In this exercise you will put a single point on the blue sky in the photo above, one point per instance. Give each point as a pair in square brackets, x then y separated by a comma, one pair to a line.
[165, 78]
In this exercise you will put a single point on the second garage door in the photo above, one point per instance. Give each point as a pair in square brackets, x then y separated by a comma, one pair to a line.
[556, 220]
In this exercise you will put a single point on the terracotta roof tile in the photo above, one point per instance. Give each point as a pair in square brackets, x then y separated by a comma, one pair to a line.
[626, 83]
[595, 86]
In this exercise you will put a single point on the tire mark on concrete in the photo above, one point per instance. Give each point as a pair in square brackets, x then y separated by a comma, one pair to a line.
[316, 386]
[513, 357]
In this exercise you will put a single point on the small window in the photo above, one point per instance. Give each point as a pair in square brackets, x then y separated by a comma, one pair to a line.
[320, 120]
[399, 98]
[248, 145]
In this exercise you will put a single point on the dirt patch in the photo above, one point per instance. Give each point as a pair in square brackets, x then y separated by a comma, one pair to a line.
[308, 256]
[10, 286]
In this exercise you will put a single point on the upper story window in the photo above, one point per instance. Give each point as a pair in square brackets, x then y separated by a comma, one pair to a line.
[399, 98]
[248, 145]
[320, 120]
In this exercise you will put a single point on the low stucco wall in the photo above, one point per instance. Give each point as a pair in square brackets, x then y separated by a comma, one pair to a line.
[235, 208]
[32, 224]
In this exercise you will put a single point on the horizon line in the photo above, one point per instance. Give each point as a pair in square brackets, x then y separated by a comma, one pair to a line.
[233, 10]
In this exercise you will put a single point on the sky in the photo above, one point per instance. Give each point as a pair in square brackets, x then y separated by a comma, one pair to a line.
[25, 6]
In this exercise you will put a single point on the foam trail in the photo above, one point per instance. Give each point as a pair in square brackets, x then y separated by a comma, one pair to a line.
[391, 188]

===============

Exercise goal
Give every record again, exactly as it appears.

Task answer
In this exercise you will put a single point on the blue sky in the photo above, one point per instance. Give each point as a pair in square brackets, x then y separated by a comma, one pair to a line.
[165, 78]
In this exercise you will put a single point on the second garage door in the photo above, one point per instance. Give each point as a pair in square brackets, x then y separated by a comma, one pair to a line.
[556, 220]
In this exercise you will put a single point on the terracotta roof tile in the photo above, one point per instance. Give each point as a pair in square brackets, x then y separated by a comma, one pair to a line.
[626, 83]
[595, 86]
In this exercise you will put a single point on the tire mark on concrete in the photo above, one point per instance. Give each point as a pair in square brackets, x then y separated by a comma, one pair to a line.
[316, 386]
[513, 357]
In this exercise you will put a single point on the small window in the photo above, one point per instance. Give each point as a pair in square brackets, x then y separated by a comma, one pair to a line.
[320, 120]
[399, 98]
[248, 145]
In this exercise you will put a single point on the dirt patch in the photo above, one point per instance. Give each point as a pair in square brackets, x then y separated by a comma, one pair to a line.
[308, 256]
[10, 286]
In this exercise you will put a single point on the upper story window in the photo above, one point per instance. Give each point as a pair in square brackets, x then y separated by a comma, one pair to a line.
[399, 98]
[248, 145]
[320, 120]
In this exercise you will put a single point on the low stucco wall in the photo above, one point per instance. Give each point as a pair in square brackets, x then y separated by a comma, one pair to a line.
[235, 208]
[32, 224]
In this exercise you will put a single point on the horizon line in the photo above, one point per instance. Give each point as a pair in square brackets, x then y separated by a comma, one pair to a line.
[233, 10]
In this exercise you will put a single point on the sky in the photo above, one point per instance. Give each point as a pair in square brackets, x then y separated by a comma, one pair to a line.
[25, 6]
In this exercise you will put a single point on the foam trail in the photo above, one point per instance. Give each point as a pair in square brackets, x then y separated by a comma, one pair to a line.
[391, 188]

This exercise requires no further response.